Problem requirements: Repeat the records below exactly, leaving out any pictures.

Exercise data:
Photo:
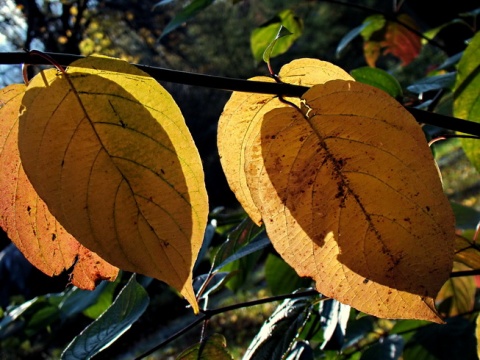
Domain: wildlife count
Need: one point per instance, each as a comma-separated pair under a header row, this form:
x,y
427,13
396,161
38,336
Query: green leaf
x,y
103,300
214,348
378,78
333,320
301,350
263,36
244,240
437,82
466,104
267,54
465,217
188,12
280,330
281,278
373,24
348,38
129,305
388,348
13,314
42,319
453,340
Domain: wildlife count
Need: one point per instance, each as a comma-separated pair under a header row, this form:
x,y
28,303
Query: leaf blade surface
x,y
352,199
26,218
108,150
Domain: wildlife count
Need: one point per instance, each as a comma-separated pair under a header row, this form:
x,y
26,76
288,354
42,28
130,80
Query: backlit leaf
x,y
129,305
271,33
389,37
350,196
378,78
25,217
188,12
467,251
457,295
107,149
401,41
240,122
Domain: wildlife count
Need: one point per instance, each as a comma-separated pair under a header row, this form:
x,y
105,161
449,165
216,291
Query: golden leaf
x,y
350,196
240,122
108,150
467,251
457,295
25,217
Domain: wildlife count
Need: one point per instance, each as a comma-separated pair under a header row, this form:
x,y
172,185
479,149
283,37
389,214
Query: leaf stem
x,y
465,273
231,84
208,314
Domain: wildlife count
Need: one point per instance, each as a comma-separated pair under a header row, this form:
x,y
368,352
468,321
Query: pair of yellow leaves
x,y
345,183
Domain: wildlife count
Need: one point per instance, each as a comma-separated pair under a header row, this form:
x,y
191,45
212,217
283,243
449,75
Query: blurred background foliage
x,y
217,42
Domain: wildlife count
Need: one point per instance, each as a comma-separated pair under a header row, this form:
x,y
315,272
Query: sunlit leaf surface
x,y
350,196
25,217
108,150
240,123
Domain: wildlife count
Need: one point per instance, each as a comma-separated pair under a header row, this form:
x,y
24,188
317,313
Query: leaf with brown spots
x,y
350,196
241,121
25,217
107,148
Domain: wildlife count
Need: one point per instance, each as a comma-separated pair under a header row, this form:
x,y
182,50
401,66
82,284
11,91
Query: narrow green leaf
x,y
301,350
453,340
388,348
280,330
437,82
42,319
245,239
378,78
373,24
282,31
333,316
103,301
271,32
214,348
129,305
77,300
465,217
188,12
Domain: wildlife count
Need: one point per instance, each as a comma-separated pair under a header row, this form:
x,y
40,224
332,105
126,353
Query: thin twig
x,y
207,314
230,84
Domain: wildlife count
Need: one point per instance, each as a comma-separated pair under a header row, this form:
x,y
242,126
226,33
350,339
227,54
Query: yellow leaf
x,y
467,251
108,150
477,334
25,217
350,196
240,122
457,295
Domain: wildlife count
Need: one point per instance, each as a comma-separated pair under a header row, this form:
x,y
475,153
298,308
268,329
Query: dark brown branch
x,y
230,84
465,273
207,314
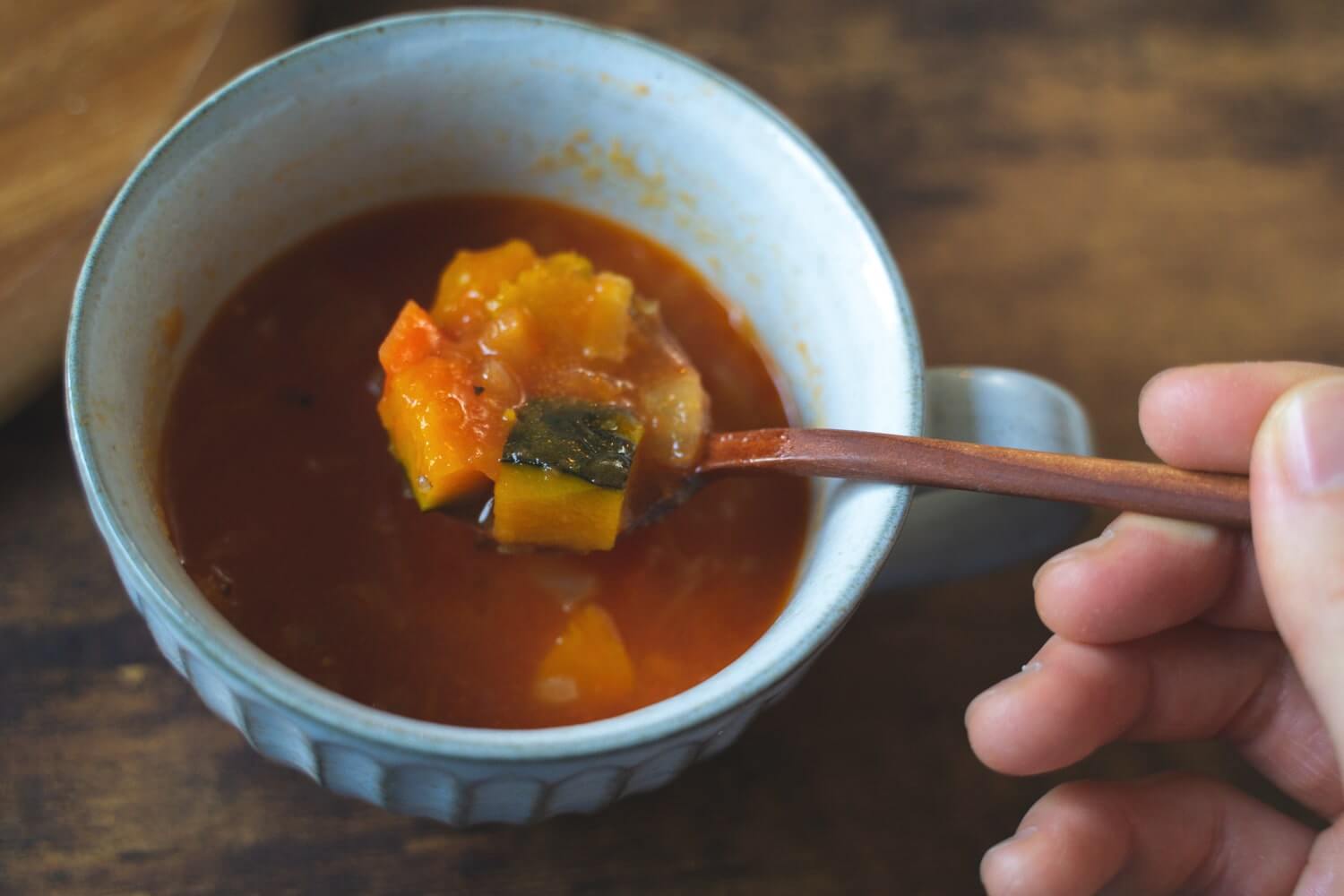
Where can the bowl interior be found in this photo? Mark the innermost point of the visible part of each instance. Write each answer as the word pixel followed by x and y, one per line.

Completed task:
Photo:
Domain: wildlife count
Need: one point per instance, each as a comma-separated pair under a header row, this form:
x,y
427,13
396,161
38,336
Query: green leaf
x,y
103,300
214,348
378,78
333,320
301,350
263,36
244,240
437,82
466,104
267,54
465,217
188,12
280,330
281,278
373,24
348,38
129,305
388,348
13,314
42,319
453,340
Domain: wildlife count
Need: one point per instance, each as a comma-separated pair under a header row, this form:
x,y
28,303
Query: leaf blade surface
x,y
352,199
26,218
108,150
Domain: wildlife count
Need: one point per instance, each as a comma-separated pair under a header row, this form:
x,y
26,76
288,354
42,28
130,80
Query: backlit leaf
x,y
129,305
271,33
389,37
350,196
378,78
25,217
188,12
467,251
457,295
107,149
401,41
240,122
Domain: wildlife count
Need: one point per instance, each as a comma-separated pair under a header row, this form:
x,y
105,161
449,165
216,291
Query: golden leaf
x,y
350,196
240,122
108,150
467,251
457,295
25,217
Domain: wildlife count
Need: one point per instance, each as a comma-separated pair under a header row, this form:
x,y
172,185
479,149
283,37
389,214
Query: leaf stem
x,y
465,273
231,84
208,314
Domain: wildlife count
Need: one point per instance, each as a comma-separated pair under a header row, this form:
x,y
368,352
468,321
Query: pair of yellow leaves
x,y
345,183
Domain: wildlife count
Need: one point per instance, each as a comma-separated pair under a header row, this form:
x,y
191,45
212,217
283,243
449,75
Query: blurred background foliage
x,y
217,42
Domain: wildlife count
Need: one point per instance, each as a comma-separated pair under a header row, this form:
x,y
315,272
Query: sunlit leaf surface
x,y
350,196
25,217
108,150
240,123
Domain: wildlife count
Need: one point per instance, each as a comma-separated pair under a header row, this form:
x,y
24,188
317,313
Query: leaf with brown spots
x,y
350,196
241,121
25,217
107,148
Domain: wildlife count
Need: one point per instance, each as a comma-separated pair under a header row, this form:
x,y
182,50
401,66
82,284
11,91
Query: narrow green leaf
x,y
301,350
453,340
388,348
280,330
437,82
42,319
245,239
378,78
373,24
282,31
333,316
103,301
271,32
214,348
129,305
77,300
465,217
188,12
Domain: wildlife count
Need: one point per instance, each as a comma-separated pair under a header row, this form:
x,y
40,224
332,105
126,353
Query: thin twig
x,y
207,314
230,84
Domain: wildlife count
Need: one point per instance, each as a comma-separated pair under a header row, this form:
x,y
242,126
226,33
350,339
227,54
Query: yellow leaf
x,y
467,251
108,150
477,334
25,217
350,196
240,122
457,295
Domain: wildlife count
Need: one point per instance, each as a comma-separated pair under a header row, this form:
x,y
475,153
298,308
268,329
Query: dark brown branch
x,y
230,84
465,273
207,314
Where can the bowl interior be found in this photo? Mark the innermost point of the visible part of each instance. Write each answer as the word pixel followed by x and y, one per line.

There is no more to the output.